**Work instructions:**
Reproduce all of the rows below, switching every occurrence of "if you would be so kind" to "please" and leaving everything else unchanged.

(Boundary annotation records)
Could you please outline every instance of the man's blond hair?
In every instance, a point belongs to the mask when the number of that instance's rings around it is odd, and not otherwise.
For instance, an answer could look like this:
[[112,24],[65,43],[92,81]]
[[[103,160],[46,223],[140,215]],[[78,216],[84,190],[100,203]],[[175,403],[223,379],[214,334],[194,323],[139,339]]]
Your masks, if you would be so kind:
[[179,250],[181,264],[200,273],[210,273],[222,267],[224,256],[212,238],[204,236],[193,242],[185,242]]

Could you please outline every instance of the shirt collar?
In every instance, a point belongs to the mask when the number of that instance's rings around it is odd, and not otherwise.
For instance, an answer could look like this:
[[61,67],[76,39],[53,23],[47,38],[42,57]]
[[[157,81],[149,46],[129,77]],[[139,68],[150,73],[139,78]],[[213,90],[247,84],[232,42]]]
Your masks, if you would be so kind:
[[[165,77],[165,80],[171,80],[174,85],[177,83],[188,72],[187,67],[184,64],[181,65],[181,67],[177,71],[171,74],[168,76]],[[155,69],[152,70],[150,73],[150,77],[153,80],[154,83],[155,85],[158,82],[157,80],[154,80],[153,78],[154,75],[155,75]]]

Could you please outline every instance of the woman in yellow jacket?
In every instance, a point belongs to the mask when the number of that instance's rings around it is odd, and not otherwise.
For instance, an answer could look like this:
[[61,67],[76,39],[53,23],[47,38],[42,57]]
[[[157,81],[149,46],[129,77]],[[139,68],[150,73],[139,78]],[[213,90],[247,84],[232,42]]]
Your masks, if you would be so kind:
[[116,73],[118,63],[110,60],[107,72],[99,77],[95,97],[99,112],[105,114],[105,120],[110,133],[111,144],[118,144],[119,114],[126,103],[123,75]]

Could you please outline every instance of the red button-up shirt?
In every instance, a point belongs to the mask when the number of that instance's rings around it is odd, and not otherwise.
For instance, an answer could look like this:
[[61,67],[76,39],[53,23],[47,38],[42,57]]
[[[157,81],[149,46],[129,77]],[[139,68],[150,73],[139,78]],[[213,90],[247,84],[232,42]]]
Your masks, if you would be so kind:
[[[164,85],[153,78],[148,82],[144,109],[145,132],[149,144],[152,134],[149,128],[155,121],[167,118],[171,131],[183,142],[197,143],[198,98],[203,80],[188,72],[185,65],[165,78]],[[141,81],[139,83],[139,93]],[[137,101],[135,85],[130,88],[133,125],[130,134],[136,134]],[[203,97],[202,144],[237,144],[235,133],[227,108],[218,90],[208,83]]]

**Answer:**
Could you please outline every instance of the man's blond hair?
In every instance, a point belongs to the mask when the number of that instance's rings around it is odd, and not otherwise.
For instance, an answer could look like this:
[[112,24],[65,43],[92,81]]
[[[103,160],[46,223],[140,215]],[[78,216],[84,190],[100,203]],[[175,403],[223,379],[214,334],[194,323],[139,339]]]
Your masks, please:
[[179,250],[181,264],[200,273],[210,273],[222,267],[224,256],[212,238],[204,236],[193,242],[185,242]]

Could you please outline every instance of the shirt collar?
In every instance, a point belongs to the mask when the number of that instance's rings around it is odd, and not otherwise.
For instance, an answer could look like this:
[[61,67],[76,39],[53,23],[47,38],[42,57]]
[[[157,81],[149,46],[129,77]],[[139,68],[150,73],[139,78]],[[213,90],[247,84],[232,42]]]
Your masks, please:
[[[165,77],[165,80],[171,80],[174,85],[177,83],[188,72],[187,67],[184,64],[181,65],[181,67],[177,71],[171,74],[168,76]],[[155,69],[152,70],[150,73],[150,77],[153,80],[154,83],[155,85],[158,82],[157,80],[154,80],[153,78],[154,75],[155,75]]]

Could you please outline every instance of the woman in yellow jacket?
In every instance, a point belongs to the mask when the number of that instance's rings around it is odd, and not otherwise.
For instance, an answer could look like this:
[[61,67],[76,39],[53,23],[47,38],[42,57]]
[[[157,81],[149,46],[129,77]],[[139,68],[150,73],[139,78]],[[213,90],[247,84],[232,42]]]
Your masks, please:
[[116,73],[118,63],[110,60],[107,72],[99,77],[95,97],[99,112],[105,114],[105,120],[110,133],[111,144],[118,144],[119,114],[126,103],[123,75]]

Could you please outline every instance of the red button-up shirt?
In every instance, a point belongs to the mask when the number of that instance's rings around it is odd, and not otherwise.
For instance, an answer could look like this:
[[61,67],[76,39],[53,23],[47,38],[42,57]]
[[[157,81],[149,46],[129,77]],[[139,68],[150,73],[139,78]],[[213,90],[247,84],[232,42]]]
Your masks, please:
[[[164,85],[153,78],[148,82],[144,109],[145,132],[149,144],[152,134],[149,128],[155,121],[167,118],[171,131],[183,142],[197,143],[198,98],[203,80],[188,72],[185,65],[165,78]],[[141,81],[139,83],[139,93]],[[137,101],[135,85],[130,88],[133,125],[130,134],[136,134]],[[203,97],[202,144],[237,144],[235,133],[227,108],[218,90],[208,83]]]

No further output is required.